**ASSIGNED TASK 1**. In the records below, repeat word for word the stretch from the start of the records through the line containing "positive clicks: (516, 340) (421, 448)", and leave out the pictures.

**SELECTED TEXT**.
★ ★ ★
Ory Keto and Ory Oathkeeper can play together! Ory Keto implements Google Zanzibar, it's basically a service where you can check if "x is allowed to do y". Ory Oathkeeper on the other hand is something which can check for any given HTTP request: who is the user making the request? is the user allowed to make the request? and finally convert all this information into a common format. However, Ory Oathkeeper does itself not make the decision, it uses e.g. Ory Keto to check the permission itself. Hope this makes sense
Thank you! :) We have an RFC for adding this type of short lived tokens to Ory Kratos. If you want to go deeper in the security space, there is also Ory Hydra which supports things like Service Accounts using OAuth2 Client Credentials (with PKI!) as well as OAuth2 Token Exchange :)
That is so great to hear! We are in the midst of refactoring the documentation structure for different audiences: people who want to try it out quickly, those who want in depth understanding (like you), code contributors, non-dev
It’s a long journey! If you ever see some of our docs again and feel that it has lost it’s way please reach out; It’s very important to us to not only show how the product works but also why :)
One of the co-maintainers here. Ory Kratos has been in development since 2018 and is finally out of beta! If you have any questions about the project, tech, flows, or Ory as a whole I’m here to help :)
We evaluated Ory a few months ago. My understanding:
1. Ory Kratos provides session-based authentication and user management.
2. Ory Hydra is a self-managed server that secures access to your applications and APIs with OAuth 2.0 and OpenID Connect.
Basically we want to replace AWS Cognito (which is pretty much abandonware) to secure our API so we needed both applications. Unfortunately we had to put our efforts on hold:
1. Bugs around traits meant we had issues around password change, password recovery and email change/reverifications for our use-case
2. Lack of documentation prevented us making progress on 2FA/WebAuthn
3. Bearer token/Oauth consent flow wasn't available without a lot of work because Kratos and Hydra are not "integrated" [1]. Someone shows how they rolled their own integration [2].
★ ★ ★
**EXERCISE DATA**.
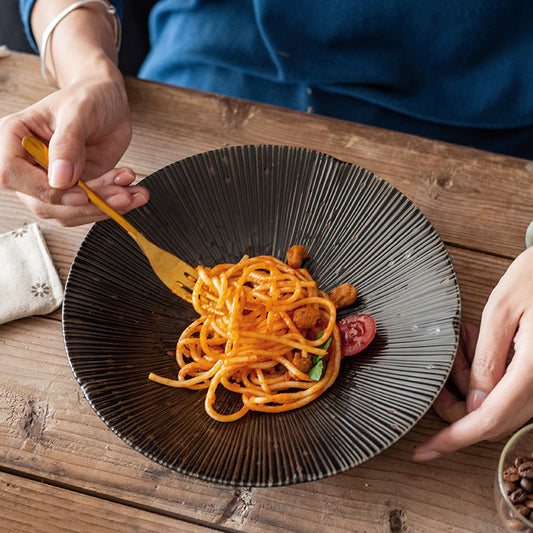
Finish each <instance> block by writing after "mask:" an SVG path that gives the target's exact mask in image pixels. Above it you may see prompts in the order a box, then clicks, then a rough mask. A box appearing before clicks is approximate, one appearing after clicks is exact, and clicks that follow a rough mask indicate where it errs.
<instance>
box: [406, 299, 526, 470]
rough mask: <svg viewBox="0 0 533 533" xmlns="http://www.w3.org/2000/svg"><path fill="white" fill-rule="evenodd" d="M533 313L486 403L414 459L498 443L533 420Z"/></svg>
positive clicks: (516, 340) (421, 448)
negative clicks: (514, 352) (472, 447)
mask: <svg viewBox="0 0 533 533" xmlns="http://www.w3.org/2000/svg"><path fill="white" fill-rule="evenodd" d="M532 376H533V309H531V310H529V309H528V311H527V312H526V313H524V315H523V316H522V318H521V321H520V328H519V333H518V334H517V336H516V339H515V354H514V357H513V359H512V360H511V363H510V364H509V366H508V367H507V370H506V372H505V374H504V376H503V377H502V379H501V380H500V381H499V382H498V384H497V385H496V386H495V387H494V388H493V390H492V391H491V392H490V393H489V395H488V396H487V398H486V399H485V401H484V402H483V403H482V404H481V405H480V406H479V407H478V408H477V409H476V410H474V411H472V412H470V413H468V414H466V415H465V416H464V417H463V418H461V419H459V420H457V421H456V422H455V423H453V424H452V425H451V426H448V427H447V428H445V429H444V430H442V431H441V432H440V433H438V434H437V435H435V436H434V437H432V438H431V439H429V440H428V441H427V442H425V443H424V444H422V445H421V446H419V447H418V449H417V450H416V452H415V455H414V457H413V458H414V459H415V460H419V461H427V460H431V459H434V458H436V457H438V456H440V455H442V454H445V453H450V452H452V451H456V450H458V449H460V448H464V447H466V446H470V445H471V444H474V443H476V442H479V441H482V440H495V439H498V438H501V437H504V436H506V435H508V434H509V433H511V432H513V431H515V430H516V429H518V428H519V427H521V426H522V425H523V424H524V423H525V422H527V421H528V420H529V419H530V418H531V417H532V416H533V402H532V401H531V389H532V381H533V379H532Z"/></svg>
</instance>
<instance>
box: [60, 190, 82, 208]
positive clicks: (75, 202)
mask: <svg viewBox="0 0 533 533" xmlns="http://www.w3.org/2000/svg"><path fill="white" fill-rule="evenodd" d="M88 201H89V200H88V199H87V195H86V194H85V193H84V192H83V191H81V190H80V191H69V192H66V193H65V194H64V195H63V196H61V204H62V205H68V206H70V207H80V206H82V205H87V203H88Z"/></svg>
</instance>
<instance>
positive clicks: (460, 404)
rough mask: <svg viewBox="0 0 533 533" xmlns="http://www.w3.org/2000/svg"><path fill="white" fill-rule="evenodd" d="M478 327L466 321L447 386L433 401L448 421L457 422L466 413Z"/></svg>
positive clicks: (433, 405)
mask: <svg viewBox="0 0 533 533" xmlns="http://www.w3.org/2000/svg"><path fill="white" fill-rule="evenodd" d="M476 341H477V328H476V327H475V326H474V325H473V324H469V323H464V324H461V328H460V342H459V346H458V348H457V354H456V356H455V360H454V363H453V366H452V369H451V372H450V377H449V379H448V382H447V383H446V385H445V387H444V388H443V389H442V391H441V392H440V393H439V395H438V396H437V398H436V399H435V401H434V402H433V406H432V407H433V409H434V410H435V412H436V413H437V414H438V415H439V416H440V417H441V418H442V419H443V420H446V422H450V423H452V422H455V421H456V420H459V418H462V417H463V416H465V415H466V402H465V398H466V396H467V394H468V385H469V382H470V364H471V362H472V359H473V357H474V351H475V349H476Z"/></svg>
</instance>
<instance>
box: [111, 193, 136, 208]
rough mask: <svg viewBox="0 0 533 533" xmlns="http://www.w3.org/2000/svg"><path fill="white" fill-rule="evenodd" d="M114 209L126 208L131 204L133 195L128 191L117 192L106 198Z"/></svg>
mask: <svg viewBox="0 0 533 533" xmlns="http://www.w3.org/2000/svg"><path fill="white" fill-rule="evenodd" d="M106 202H107V203H108V204H109V205H110V206H111V207H112V208H113V209H125V208H126V207H128V206H129V205H130V204H131V197H130V195H129V194H127V193H121V194H115V195H114V196H110V197H109V198H107V199H106Z"/></svg>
★ ★ ★
**ASSIGNED TASK 2**. Reproduce word for word the stretch of the discussion about Ory from "One of the co-maintainers" through "and user management.".

**EXPECTED OUTPUT 1**.
Finish each <instance> block by writing after "mask:" an SVG path that gives the target's exact mask in image pixels. Above it you may see prompts in the order a box, then clicks, then a rough mask. A box appearing before clicks is approximate, one appearing after clicks is exact, and clicks that follow a rough mask indicate where it errs.
<instance>
box: [406, 299, 526, 470]
rough mask: <svg viewBox="0 0 533 533" xmlns="http://www.w3.org/2000/svg"><path fill="white" fill-rule="evenodd" d="M533 313L486 403L414 459L498 443L533 420Z"/></svg>
positive clicks: (516, 340) (421, 448)

**EXPECTED OUTPUT 2**.
One of the co-maintainers here. Ory Kratos has been in development since 2018 and is finally out of beta! If you have any questions about the project, tech, flows, or Ory as a whole I’m here to help :)
We evaluated Ory a few months ago. My understanding:
1. Ory Kratos provides session-based authentication and user management.